Find each line in the data below that contains the word "mouth" and copy those lines out in full.

▶

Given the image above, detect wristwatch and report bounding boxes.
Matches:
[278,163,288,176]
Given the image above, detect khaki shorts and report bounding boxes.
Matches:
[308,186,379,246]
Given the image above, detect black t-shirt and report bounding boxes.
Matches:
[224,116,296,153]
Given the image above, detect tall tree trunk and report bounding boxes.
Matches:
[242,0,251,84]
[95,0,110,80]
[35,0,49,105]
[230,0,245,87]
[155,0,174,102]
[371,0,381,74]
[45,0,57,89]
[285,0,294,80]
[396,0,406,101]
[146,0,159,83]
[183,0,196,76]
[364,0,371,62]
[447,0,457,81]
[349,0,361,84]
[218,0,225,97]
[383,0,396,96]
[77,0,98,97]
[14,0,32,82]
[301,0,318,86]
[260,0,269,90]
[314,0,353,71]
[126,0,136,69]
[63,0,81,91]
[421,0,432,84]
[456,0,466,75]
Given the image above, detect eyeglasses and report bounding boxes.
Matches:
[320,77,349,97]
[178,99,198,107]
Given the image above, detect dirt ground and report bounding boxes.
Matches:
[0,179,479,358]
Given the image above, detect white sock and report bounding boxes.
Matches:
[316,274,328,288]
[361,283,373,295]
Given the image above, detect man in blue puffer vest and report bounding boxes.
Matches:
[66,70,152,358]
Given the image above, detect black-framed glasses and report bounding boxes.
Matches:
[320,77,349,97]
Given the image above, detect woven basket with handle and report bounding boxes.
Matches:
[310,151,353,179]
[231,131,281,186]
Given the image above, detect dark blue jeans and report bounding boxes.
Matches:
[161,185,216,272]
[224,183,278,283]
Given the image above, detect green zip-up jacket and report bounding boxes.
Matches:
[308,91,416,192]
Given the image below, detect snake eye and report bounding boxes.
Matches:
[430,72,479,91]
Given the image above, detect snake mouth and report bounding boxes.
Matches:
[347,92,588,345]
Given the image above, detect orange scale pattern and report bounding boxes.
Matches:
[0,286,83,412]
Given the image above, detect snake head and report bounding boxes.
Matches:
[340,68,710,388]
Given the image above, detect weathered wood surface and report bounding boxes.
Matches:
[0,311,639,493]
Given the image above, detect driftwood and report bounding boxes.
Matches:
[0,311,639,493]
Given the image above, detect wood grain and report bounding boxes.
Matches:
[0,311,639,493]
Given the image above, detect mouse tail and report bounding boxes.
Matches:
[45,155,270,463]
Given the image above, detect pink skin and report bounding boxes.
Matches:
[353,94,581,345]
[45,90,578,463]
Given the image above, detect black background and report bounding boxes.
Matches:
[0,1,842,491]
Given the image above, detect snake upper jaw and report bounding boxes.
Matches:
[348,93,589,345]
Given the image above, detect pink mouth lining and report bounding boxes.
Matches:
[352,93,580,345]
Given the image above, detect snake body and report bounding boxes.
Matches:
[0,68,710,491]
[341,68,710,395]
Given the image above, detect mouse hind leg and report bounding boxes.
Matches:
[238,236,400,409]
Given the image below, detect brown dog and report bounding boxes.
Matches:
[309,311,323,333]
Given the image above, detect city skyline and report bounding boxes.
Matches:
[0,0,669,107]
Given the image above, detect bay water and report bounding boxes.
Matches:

◀

**Final result**
Given the image above, detect snake mouth and report bounding boxes.
Given the image above, detect pink mouth lining and report bounding boxes.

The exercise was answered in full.